Format every line of the records below as a JSON list of strings, one string per line and no blank lines. Omit the pictures.

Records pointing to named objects
====

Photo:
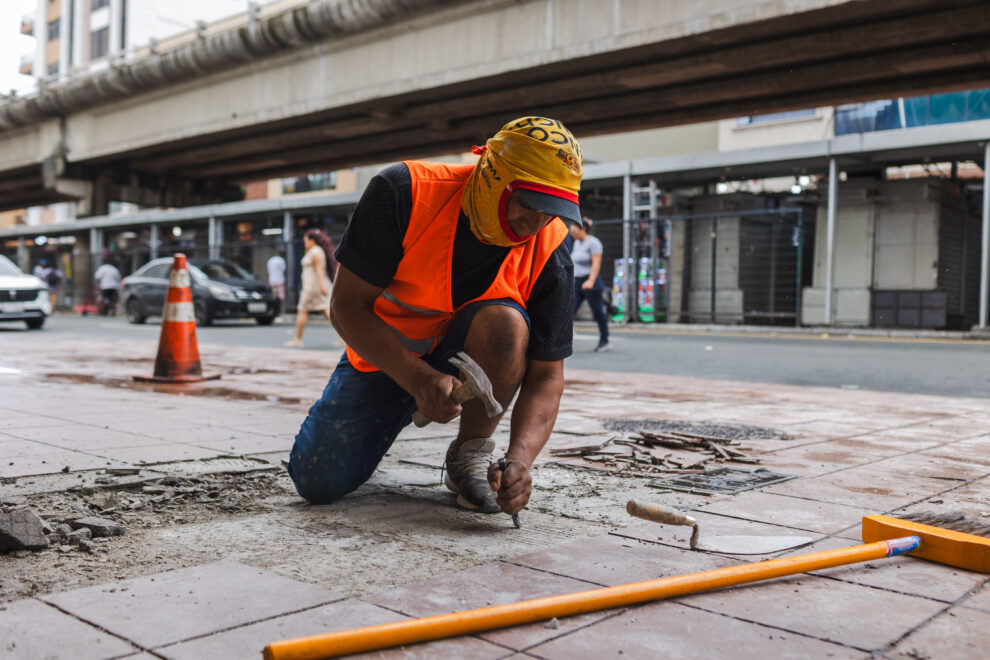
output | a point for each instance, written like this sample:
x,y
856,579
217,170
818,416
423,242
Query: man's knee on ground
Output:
x,y
323,486
501,330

====

▶ _Exercise solution_:
[
  "Photo:",
  "output | a point for each instance, written like this sample:",
  "x,y",
  "856,579",
  "217,170",
  "818,416",
  "423,242",
  "Query: man's knee on ground",
  "Output:",
  "x,y",
  "323,486",
  "501,330"
]